- **The request**
Using the records below, copy out exactly the line that contains "of the police" and every line that follows it, up to and including the last, and no others.

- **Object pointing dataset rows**
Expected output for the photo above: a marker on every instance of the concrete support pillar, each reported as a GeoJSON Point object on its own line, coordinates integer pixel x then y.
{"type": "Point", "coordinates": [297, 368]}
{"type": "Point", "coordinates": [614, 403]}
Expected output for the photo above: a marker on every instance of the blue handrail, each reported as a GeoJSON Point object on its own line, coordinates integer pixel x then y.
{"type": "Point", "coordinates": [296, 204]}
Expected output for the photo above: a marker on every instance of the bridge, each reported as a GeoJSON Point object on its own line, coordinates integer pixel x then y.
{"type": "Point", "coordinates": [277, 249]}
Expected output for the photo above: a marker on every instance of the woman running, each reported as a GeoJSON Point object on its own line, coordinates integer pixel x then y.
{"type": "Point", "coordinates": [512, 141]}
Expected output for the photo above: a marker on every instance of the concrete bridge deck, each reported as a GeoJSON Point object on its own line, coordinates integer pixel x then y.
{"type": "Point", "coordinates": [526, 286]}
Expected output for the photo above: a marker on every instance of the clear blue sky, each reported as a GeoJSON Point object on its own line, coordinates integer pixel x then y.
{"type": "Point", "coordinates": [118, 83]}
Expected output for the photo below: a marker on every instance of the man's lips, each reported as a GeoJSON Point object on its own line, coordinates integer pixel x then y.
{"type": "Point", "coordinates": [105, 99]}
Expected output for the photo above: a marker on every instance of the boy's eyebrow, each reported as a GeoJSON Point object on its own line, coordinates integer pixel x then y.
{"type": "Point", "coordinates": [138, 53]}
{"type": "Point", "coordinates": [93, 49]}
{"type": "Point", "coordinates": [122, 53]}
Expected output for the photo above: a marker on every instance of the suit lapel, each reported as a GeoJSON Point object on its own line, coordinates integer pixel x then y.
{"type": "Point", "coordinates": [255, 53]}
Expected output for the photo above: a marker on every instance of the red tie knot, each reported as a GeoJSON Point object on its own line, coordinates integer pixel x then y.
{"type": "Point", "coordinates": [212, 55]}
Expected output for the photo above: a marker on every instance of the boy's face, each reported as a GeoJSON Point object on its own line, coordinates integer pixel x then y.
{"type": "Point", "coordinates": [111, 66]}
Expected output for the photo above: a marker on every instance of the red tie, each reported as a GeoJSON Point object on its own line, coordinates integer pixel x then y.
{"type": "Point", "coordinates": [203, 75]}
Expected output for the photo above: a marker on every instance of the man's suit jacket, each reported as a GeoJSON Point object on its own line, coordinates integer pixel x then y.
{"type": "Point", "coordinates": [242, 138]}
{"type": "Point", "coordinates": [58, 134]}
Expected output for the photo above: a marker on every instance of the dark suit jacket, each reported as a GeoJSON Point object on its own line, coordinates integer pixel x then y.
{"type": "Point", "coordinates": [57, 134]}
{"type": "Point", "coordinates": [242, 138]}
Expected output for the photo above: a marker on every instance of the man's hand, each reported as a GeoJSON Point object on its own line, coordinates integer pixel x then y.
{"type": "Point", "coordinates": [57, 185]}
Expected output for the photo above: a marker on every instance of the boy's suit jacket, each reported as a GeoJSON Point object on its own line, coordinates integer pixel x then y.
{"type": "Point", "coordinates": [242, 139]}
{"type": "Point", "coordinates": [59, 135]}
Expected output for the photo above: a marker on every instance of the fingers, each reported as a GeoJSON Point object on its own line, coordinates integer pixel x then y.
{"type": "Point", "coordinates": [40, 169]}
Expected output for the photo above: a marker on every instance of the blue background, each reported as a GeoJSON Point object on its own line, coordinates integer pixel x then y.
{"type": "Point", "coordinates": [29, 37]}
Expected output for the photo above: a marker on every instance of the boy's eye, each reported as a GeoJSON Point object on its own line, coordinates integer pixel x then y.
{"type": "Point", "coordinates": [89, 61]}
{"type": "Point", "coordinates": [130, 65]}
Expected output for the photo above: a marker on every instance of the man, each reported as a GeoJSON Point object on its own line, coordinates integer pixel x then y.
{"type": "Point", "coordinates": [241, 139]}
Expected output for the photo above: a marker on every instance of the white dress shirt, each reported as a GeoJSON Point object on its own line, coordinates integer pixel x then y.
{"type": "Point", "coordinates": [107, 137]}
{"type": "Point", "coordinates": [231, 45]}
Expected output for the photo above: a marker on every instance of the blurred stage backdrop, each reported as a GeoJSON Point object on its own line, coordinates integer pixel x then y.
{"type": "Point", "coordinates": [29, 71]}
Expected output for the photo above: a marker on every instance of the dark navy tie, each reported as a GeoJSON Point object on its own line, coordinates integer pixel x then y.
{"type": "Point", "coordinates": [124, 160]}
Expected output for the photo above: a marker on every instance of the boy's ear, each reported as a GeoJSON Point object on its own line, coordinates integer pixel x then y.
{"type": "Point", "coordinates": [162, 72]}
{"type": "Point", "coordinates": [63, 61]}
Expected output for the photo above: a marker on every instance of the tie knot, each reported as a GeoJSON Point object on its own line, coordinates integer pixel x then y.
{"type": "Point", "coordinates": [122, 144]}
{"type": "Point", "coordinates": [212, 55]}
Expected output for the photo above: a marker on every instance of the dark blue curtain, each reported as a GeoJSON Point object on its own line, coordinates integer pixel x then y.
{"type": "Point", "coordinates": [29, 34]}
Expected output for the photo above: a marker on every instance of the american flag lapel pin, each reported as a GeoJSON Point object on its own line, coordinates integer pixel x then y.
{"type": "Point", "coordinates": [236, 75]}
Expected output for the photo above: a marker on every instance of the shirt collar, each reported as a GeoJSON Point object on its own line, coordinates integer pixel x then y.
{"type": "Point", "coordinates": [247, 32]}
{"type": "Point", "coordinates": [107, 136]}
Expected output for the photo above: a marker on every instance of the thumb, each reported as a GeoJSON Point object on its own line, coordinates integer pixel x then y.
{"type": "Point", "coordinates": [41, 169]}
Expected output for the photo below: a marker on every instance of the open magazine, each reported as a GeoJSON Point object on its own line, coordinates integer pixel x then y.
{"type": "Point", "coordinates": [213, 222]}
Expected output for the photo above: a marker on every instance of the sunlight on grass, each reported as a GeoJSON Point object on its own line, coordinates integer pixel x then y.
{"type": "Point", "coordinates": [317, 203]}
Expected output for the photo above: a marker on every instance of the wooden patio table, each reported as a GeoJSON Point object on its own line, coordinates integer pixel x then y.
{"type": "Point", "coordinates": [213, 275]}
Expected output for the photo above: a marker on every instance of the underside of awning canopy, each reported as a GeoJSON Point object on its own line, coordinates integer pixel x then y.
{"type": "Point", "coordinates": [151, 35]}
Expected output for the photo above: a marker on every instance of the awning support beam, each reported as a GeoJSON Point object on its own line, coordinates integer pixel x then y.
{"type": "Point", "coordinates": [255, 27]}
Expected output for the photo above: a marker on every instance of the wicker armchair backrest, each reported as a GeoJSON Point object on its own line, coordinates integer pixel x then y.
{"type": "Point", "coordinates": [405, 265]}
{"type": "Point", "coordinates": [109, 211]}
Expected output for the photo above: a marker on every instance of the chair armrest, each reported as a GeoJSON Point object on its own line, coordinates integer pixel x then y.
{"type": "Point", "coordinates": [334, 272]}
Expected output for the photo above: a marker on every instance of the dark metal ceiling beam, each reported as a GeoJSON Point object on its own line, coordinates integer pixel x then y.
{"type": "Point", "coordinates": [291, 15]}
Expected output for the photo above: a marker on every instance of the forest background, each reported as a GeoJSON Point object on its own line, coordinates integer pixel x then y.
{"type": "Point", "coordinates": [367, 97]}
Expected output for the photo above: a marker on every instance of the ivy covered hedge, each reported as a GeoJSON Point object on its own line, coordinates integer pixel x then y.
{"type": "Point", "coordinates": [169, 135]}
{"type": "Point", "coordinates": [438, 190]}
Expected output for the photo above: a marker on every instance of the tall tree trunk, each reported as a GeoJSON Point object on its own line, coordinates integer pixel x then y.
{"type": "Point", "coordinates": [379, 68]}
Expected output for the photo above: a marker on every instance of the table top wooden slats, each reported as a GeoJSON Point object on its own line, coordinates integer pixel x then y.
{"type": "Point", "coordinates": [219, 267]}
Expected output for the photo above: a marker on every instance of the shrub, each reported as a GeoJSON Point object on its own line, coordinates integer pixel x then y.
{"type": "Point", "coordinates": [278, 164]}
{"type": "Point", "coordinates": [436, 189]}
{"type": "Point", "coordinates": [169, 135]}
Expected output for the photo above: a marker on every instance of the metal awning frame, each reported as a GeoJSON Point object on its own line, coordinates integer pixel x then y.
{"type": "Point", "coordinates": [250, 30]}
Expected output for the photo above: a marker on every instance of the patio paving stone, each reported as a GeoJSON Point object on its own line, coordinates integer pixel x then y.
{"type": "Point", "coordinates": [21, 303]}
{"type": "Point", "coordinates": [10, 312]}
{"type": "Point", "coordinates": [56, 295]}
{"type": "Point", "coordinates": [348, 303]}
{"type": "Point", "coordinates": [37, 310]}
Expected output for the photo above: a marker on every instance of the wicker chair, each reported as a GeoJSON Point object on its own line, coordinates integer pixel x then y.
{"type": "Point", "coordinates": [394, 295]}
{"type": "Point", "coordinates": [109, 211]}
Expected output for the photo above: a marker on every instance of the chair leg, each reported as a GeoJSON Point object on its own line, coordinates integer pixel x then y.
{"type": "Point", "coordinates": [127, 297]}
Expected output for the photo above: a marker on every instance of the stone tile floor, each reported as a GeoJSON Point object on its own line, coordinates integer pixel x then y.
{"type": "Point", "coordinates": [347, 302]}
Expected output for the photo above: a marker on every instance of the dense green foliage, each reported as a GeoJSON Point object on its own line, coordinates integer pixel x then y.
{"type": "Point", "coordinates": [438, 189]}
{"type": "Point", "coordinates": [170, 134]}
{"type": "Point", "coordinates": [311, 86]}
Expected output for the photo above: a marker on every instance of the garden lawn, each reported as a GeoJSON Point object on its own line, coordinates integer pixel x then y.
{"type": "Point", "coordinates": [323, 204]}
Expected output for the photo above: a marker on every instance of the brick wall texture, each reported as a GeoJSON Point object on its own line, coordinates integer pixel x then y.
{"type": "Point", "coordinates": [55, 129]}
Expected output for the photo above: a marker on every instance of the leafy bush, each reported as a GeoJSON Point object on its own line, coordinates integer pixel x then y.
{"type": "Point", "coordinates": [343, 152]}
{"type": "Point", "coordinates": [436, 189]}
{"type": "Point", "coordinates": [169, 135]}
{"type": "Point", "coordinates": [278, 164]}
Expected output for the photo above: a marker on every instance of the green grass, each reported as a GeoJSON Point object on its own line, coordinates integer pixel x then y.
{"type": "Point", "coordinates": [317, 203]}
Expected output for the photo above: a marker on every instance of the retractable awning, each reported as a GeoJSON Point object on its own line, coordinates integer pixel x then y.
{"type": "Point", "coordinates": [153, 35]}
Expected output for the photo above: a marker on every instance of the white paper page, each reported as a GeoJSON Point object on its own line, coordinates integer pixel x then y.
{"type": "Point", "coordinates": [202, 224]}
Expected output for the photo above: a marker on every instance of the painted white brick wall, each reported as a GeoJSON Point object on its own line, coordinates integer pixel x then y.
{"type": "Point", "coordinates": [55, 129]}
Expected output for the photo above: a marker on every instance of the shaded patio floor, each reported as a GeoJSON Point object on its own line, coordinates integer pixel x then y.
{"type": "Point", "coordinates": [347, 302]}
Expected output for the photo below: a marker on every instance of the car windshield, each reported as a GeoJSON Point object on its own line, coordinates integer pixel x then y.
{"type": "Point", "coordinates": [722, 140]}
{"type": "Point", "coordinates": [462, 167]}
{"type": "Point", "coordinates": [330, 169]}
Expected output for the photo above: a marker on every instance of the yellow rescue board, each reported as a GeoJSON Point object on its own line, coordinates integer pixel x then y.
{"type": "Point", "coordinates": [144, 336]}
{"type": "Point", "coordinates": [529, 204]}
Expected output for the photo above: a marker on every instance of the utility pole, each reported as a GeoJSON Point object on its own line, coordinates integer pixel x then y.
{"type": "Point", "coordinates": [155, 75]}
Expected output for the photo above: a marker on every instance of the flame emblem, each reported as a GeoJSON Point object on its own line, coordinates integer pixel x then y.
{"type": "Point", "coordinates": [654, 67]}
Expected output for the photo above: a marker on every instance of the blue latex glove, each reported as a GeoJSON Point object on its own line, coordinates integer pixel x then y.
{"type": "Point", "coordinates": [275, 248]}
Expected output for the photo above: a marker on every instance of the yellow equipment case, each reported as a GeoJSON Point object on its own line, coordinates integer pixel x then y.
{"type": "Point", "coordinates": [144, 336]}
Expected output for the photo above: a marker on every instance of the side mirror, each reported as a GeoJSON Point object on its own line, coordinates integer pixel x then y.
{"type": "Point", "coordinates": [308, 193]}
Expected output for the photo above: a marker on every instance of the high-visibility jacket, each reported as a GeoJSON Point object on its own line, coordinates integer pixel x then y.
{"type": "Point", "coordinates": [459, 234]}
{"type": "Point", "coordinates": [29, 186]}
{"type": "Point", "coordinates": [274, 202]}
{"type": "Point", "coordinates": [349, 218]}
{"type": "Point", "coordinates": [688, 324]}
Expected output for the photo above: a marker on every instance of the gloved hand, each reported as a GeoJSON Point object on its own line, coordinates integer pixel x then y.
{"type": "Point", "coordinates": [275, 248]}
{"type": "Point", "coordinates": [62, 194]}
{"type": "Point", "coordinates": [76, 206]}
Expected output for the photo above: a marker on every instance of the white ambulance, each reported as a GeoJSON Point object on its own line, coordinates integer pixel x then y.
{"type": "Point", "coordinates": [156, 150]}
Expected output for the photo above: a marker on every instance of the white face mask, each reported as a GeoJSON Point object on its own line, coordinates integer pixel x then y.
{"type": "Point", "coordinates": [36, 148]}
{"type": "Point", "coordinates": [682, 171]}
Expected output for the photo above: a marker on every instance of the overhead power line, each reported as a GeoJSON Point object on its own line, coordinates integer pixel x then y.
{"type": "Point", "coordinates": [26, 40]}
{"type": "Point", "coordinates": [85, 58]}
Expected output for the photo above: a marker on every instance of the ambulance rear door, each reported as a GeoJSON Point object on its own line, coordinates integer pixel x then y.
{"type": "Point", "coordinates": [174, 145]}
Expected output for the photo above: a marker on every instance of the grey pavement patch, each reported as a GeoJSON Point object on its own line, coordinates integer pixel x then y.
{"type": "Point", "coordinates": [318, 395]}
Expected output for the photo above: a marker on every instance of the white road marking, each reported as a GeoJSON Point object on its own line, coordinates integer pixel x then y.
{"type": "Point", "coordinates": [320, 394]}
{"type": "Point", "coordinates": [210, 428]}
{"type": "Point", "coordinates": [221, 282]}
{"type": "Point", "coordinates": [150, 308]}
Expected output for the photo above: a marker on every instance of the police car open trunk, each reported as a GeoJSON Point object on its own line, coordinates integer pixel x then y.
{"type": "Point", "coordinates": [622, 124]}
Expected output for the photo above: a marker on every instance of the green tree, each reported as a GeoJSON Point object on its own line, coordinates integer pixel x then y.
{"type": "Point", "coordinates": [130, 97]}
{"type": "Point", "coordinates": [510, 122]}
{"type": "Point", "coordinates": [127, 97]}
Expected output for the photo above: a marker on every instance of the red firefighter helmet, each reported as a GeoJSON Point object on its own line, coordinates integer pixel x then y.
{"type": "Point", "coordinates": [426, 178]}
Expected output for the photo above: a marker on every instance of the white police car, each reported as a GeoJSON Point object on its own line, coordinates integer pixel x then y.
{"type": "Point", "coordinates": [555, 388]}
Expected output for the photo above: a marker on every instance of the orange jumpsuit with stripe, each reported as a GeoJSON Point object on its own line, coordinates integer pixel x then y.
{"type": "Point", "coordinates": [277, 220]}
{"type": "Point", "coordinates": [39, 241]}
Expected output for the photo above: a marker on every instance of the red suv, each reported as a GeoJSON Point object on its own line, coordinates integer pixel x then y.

- **Finished answer**
Expected output for the photo above: a marker on every instance of the police car open trunk, each reported as a GeoJSON Point object on its own line, coordinates integer pixel x then y.
{"type": "Point", "coordinates": [622, 124]}
Expected output for the photo above: a marker on every instance of the green tree, each reported as a GeoJSON Point object on its own line, coordinates integer pixel x then y.
{"type": "Point", "coordinates": [130, 97]}
{"type": "Point", "coordinates": [510, 122]}
{"type": "Point", "coordinates": [127, 97]}
Expected output for the photo above: a marker on every instance of the red firefighter helmet, each reported as a GeoJSON Point object on its own line, coordinates integer pixel x then y.
{"type": "Point", "coordinates": [426, 178]}
Expected output for the photo above: a marker on every instance of the white police car, each reported as a GeoJSON Point object on its own line, coordinates integer pixel x then y.
{"type": "Point", "coordinates": [555, 388]}
Expected output for the photo above: a marker on every instance of the orange jumpsuit with stripe, each reported as a GeoJSON Point object on its own line, coordinates integer pixel x then y.
{"type": "Point", "coordinates": [277, 220]}
{"type": "Point", "coordinates": [39, 241]}
Expected output for the photo above: a marker on every instance of the red suv, each reported as a GeoJSON Point object on its own line, coordinates integer pixel x then y.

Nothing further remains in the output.